Task prompt ->
State how many of the lines below contain the string "boat", with case counting, and reply with that number alone.

Data shown ->
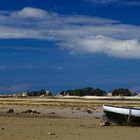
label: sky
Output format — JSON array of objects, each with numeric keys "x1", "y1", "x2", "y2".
[{"x1": 0, "y1": 0, "x2": 140, "y2": 93}]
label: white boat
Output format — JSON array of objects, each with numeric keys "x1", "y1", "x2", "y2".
[
  {"x1": 103, "y1": 105, "x2": 140, "y2": 117},
  {"x1": 103, "y1": 105, "x2": 140, "y2": 125}
]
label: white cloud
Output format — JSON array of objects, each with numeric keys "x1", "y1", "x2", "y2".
[
  {"x1": 63, "y1": 35, "x2": 140, "y2": 59},
  {"x1": 0, "y1": 7, "x2": 140, "y2": 59},
  {"x1": 10, "y1": 7, "x2": 49, "y2": 18},
  {"x1": 84, "y1": 0, "x2": 140, "y2": 6}
]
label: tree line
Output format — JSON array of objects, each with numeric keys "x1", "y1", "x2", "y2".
[
  {"x1": 60, "y1": 87, "x2": 133, "y2": 96},
  {"x1": 27, "y1": 87, "x2": 134, "y2": 96}
]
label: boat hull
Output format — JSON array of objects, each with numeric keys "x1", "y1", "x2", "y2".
[{"x1": 103, "y1": 106, "x2": 140, "y2": 125}]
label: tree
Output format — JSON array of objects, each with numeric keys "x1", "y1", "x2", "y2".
[
  {"x1": 60, "y1": 87, "x2": 106, "y2": 96},
  {"x1": 112, "y1": 88, "x2": 132, "y2": 96}
]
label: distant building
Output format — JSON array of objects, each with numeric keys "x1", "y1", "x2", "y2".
[
  {"x1": 21, "y1": 91, "x2": 28, "y2": 97},
  {"x1": 107, "y1": 92, "x2": 112, "y2": 96}
]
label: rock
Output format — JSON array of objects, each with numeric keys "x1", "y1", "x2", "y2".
[
  {"x1": 87, "y1": 109, "x2": 92, "y2": 114},
  {"x1": 0, "y1": 127, "x2": 4, "y2": 130},
  {"x1": 7, "y1": 109, "x2": 14, "y2": 113},
  {"x1": 100, "y1": 122, "x2": 110, "y2": 126},
  {"x1": 48, "y1": 131, "x2": 55, "y2": 135}
]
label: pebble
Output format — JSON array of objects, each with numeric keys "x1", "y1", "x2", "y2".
[{"x1": 48, "y1": 132, "x2": 55, "y2": 135}]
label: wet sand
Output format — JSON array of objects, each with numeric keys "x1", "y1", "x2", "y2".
[{"x1": 0, "y1": 98, "x2": 140, "y2": 140}]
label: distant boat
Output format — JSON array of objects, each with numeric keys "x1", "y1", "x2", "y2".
[{"x1": 103, "y1": 105, "x2": 140, "y2": 125}]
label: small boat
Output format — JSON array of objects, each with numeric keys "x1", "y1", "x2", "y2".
[{"x1": 103, "y1": 105, "x2": 140, "y2": 125}]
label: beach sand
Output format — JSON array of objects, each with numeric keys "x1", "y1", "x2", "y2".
[{"x1": 0, "y1": 98, "x2": 140, "y2": 140}]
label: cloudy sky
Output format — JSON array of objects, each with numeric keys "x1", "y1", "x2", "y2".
[{"x1": 0, "y1": 0, "x2": 140, "y2": 93}]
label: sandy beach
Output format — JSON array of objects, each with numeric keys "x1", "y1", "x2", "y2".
[{"x1": 0, "y1": 97, "x2": 140, "y2": 140}]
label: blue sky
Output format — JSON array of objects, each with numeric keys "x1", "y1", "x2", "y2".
[{"x1": 0, "y1": 0, "x2": 140, "y2": 93}]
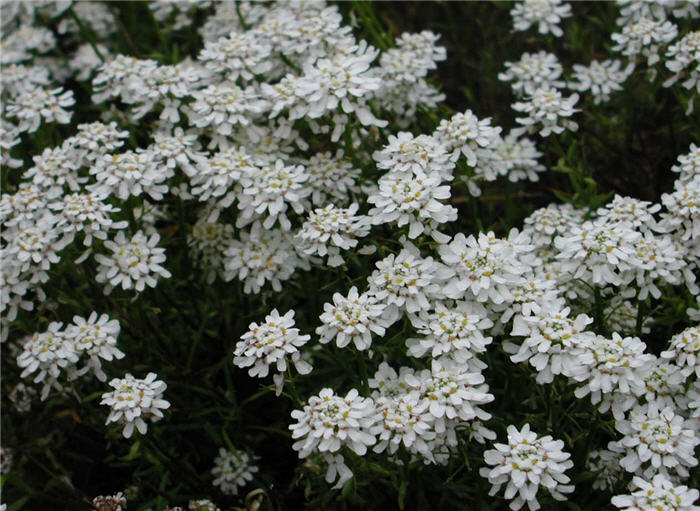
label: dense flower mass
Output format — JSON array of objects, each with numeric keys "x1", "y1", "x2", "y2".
[
  {"x1": 0, "y1": 0, "x2": 700, "y2": 511},
  {"x1": 100, "y1": 373, "x2": 170, "y2": 438},
  {"x1": 480, "y1": 424, "x2": 574, "y2": 511}
]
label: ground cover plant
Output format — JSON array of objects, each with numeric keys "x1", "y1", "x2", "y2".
[{"x1": 0, "y1": 0, "x2": 700, "y2": 511}]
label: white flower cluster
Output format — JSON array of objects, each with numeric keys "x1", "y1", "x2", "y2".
[
  {"x1": 0, "y1": 0, "x2": 700, "y2": 510},
  {"x1": 233, "y1": 309, "x2": 312, "y2": 394},
  {"x1": 480, "y1": 424, "x2": 574, "y2": 511},
  {"x1": 213, "y1": 447, "x2": 259, "y2": 496},
  {"x1": 100, "y1": 373, "x2": 170, "y2": 438},
  {"x1": 13, "y1": 312, "x2": 124, "y2": 407}
]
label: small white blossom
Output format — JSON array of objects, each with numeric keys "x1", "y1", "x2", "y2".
[
  {"x1": 236, "y1": 160, "x2": 311, "y2": 231},
  {"x1": 17, "y1": 322, "x2": 78, "y2": 401},
  {"x1": 586, "y1": 449, "x2": 624, "y2": 491},
  {"x1": 612, "y1": 402, "x2": 700, "y2": 478},
  {"x1": 316, "y1": 286, "x2": 394, "y2": 350},
  {"x1": 367, "y1": 243, "x2": 439, "y2": 317},
  {"x1": 406, "y1": 302, "x2": 493, "y2": 363},
  {"x1": 224, "y1": 222, "x2": 303, "y2": 294},
  {"x1": 7, "y1": 87, "x2": 75, "y2": 133},
  {"x1": 95, "y1": 231, "x2": 171, "y2": 293},
  {"x1": 90, "y1": 151, "x2": 170, "y2": 200},
  {"x1": 510, "y1": 0, "x2": 571, "y2": 37},
  {"x1": 569, "y1": 60, "x2": 634, "y2": 105},
  {"x1": 498, "y1": 51, "x2": 564, "y2": 96},
  {"x1": 367, "y1": 172, "x2": 457, "y2": 241},
  {"x1": 296, "y1": 203, "x2": 369, "y2": 267},
  {"x1": 233, "y1": 309, "x2": 311, "y2": 384},
  {"x1": 574, "y1": 333, "x2": 654, "y2": 420},
  {"x1": 512, "y1": 87, "x2": 579, "y2": 137},
  {"x1": 661, "y1": 326, "x2": 700, "y2": 378},
  {"x1": 479, "y1": 424, "x2": 574, "y2": 511},
  {"x1": 211, "y1": 447, "x2": 259, "y2": 495},
  {"x1": 66, "y1": 312, "x2": 124, "y2": 381},
  {"x1": 100, "y1": 373, "x2": 170, "y2": 438},
  {"x1": 612, "y1": 18, "x2": 678, "y2": 66},
  {"x1": 289, "y1": 388, "x2": 376, "y2": 458}
]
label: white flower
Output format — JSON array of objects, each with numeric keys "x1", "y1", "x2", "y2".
[
  {"x1": 211, "y1": 447, "x2": 259, "y2": 495},
  {"x1": 493, "y1": 129, "x2": 547, "y2": 183},
  {"x1": 479, "y1": 424, "x2": 574, "y2": 511},
  {"x1": 316, "y1": 286, "x2": 395, "y2": 350},
  {"x1": 512, "y1": 87, "x2": 579, "y2": 137},
  {"x1": 612, "y1": 402, "x2": 700, "y2": 478},
  {"x1": 188, "y1": 147, "x2": 260, "y2": 208},
  {"x1": 49, "y1": 192, "x2": 128, "y2": 247},
  {"x1": 147, "y1": 127, "x2": 206, "y2": 177},
  {"x1": 661, "y1": 326, "x2": 700, "y2": 378},
  {"x1": 661, "y1": 178, "x2": 700, "y2": 241},
  {"x1": 644, "y1": 359, "x2": 686, "y2": 408},
  {"x1": 0, "y1": 63, "x2": 51, "y2": 97},
  {"x1": 574, "y1": 333, "x2": 654, "y2": 419},
  {"x1": 3, "y1": 214, "x2": 71, "y2": 284},
  {"x1": 435, "y1": 110, "x2": 501, "y2": 167},
  {"x1": 367, "y1": 171, "x2": 457, "y2": 241},
  {"x1": 671, "y1": 144, "x2": 700, "y2": 184},
  {"x1": 224, "y1": 222, "x2": 303, "y2": 294},
  {"x1": 100, "y1": 373, "x2": 170, "y2": 438},
  {"x1": 17, "y1": 322, "x2": 78, "y2": 401},
  {"x1": 302, "y1": 150, "x2": 360, "y2": 205},
  {"x1": 188, "y1": 84, "x2": 265, "y2": 136},
  {"x1": 66, "y1": 312, "x2": 124, "y2": 381},
  {"x1": 555, "y1": 221, "x2": 641, "y2": 286},
  {"x1": 236, "y1": 160, "x2": 311, "y2": 231},
  {"x1": 197, "y1": 30, "x2": 273, "y2": 83},
  {"x1": 187, "y1": 215, "x2": 233, "y2": 284},
  {"x1": 289, "y1": 388, "x2": 377, "y2": 458},
  {"x1": 90, "y1": 151, "x2": 172, "y2": 200},
  {"x1": 372, "y1": 131, "x2": 454, "y2": 180},
  {"x1": 66, "y1": 122, "x2": 129, "y2": 161},
  {"x1": 406, "y1": 357, "x2": 494, "y2": 433},
  {"x1": 367, "y1": 243, "x2": 439, "y2": 317},
  {"x1": 296, "y1": 203, "x2": 369, "y2": 267},
  {"x1": 524, "y1": 204, "x2": 586, "y2": 246},
  {"x1": 292, "y1": 41, "x2": 387, "y2": 127},
  {"x1": 568, "y1": 60, "x2": 634, "y2": 105},
  {"x1": 323, "y1": 453, "x2": 352, "y2": 490},
  {"x1": 498, "y1": 51, "x2": 564, "y2": 96},
  {"x1": 438, "y1": 232, "x2": 530, "y2": 304},
  {"x1": 612, "y1": 18, "x2": 678, "y2": 66},
  {"x1": 510, "y1": 307, "x2": 594, "y2": 383},
  {"x1": 610, "y1": 474, "x2": 700, "y2": 511},
  {"x1": 372, "y1": 390, "x2": 435, "y2": 459},
  {"x1": 7, "y1": 87, "x2": 75, "y2": 133},
  {"x1": 596, "y1": 194, "x2": 661, "y2": 233},
  {"x1": 510, "y1": 0, "x2": 571, "y2": 37},
  {"x1": 95, "y1": 231, "x2": 171, "y2": 294},
  {"x1": 92, "y1": 55, "x2": 158, "y2": 103},
  {"x1": 406, "y1": 302, "x2": 493, "y2": 363},
  {"x1": 233, "y1": 309, "x2": 311, "y2": 384}
]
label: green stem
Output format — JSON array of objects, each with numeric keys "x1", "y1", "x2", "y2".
[{"x1": 68, "y1": 7, "x2": 105, "y2": 62}]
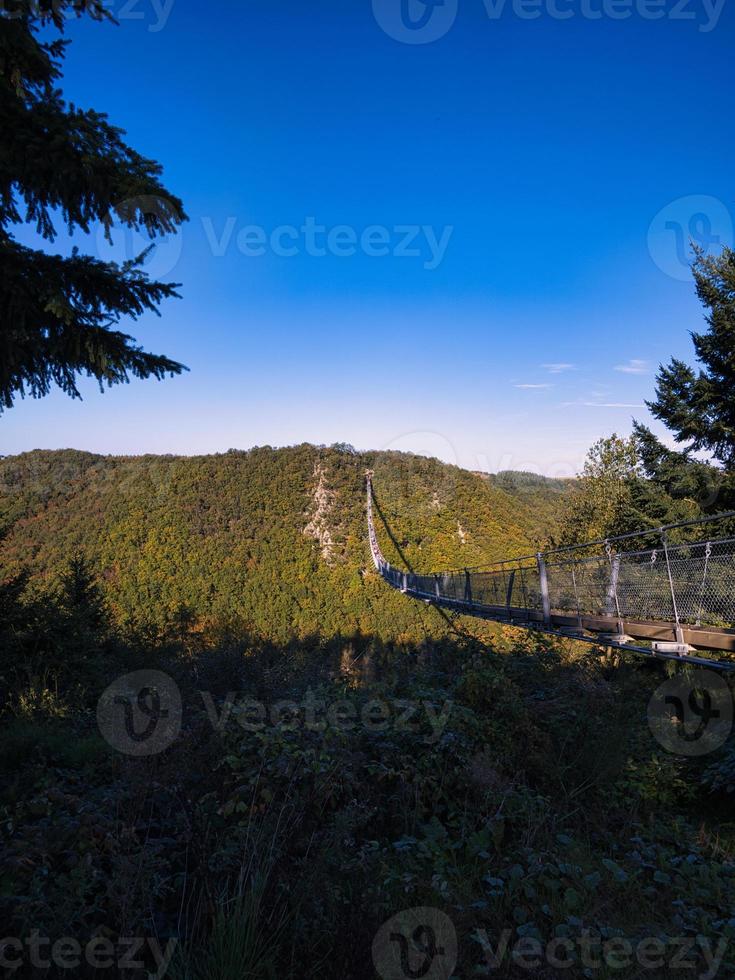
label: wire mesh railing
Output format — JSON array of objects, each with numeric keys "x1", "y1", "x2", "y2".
[{"x1": 368, "y1": 477, "x2": 735, "y2": 640}]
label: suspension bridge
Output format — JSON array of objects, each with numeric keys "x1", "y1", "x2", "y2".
[{"x1": 367, "y1": 472, "x2": 735, "y2": 670}]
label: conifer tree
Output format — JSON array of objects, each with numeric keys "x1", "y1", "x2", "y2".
[
  {"x1": 0, "y1": 0, "x2": 190, "y2": 412},
  {"x1": 648, "y1": 247, "x2": 735, "y2": 471}
]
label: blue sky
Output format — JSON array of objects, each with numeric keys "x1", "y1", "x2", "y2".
[{"x1": 0, "y1": 0, "x2": 735, "y2": 474}]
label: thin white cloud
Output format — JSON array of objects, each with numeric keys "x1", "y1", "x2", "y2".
[
  {"x1": 615, "y1": 357, "x2": 648, "y2": 374},
  {"x1": 582, "y1": 402, "x2": 646, "y2": 408},
  {"x1": 541, "y1": 361, "x2": 577, "y2": 374}
]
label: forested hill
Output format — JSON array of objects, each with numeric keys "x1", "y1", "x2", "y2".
[{"x1": 0, "y1": 444, "x2": 554, "y2": 641}]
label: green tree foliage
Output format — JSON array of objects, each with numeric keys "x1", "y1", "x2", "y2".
[
  {"x1": 559, "y1": 435, "x2": 700, "y2": 545},
  {"x1": 649, "y1": 247, "x2": 735, "y2": 471},
  {"x1": 0, "y1": 0, "x2": 185, "y2": 411},
  {"x1": 633, "y1": 422, "x2": 731, "y2": 513},
  {"x1": 0, "y1": 445, "x2": 551, "y2": 642}
]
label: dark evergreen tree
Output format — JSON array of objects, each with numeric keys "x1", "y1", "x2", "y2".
[
  {"x1": 649, "y1": 247, "x2": 735, "y2": 470},
  {"x1": 0, "y1": 0, "x2": 185, "y2": 411}
]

Response ->
4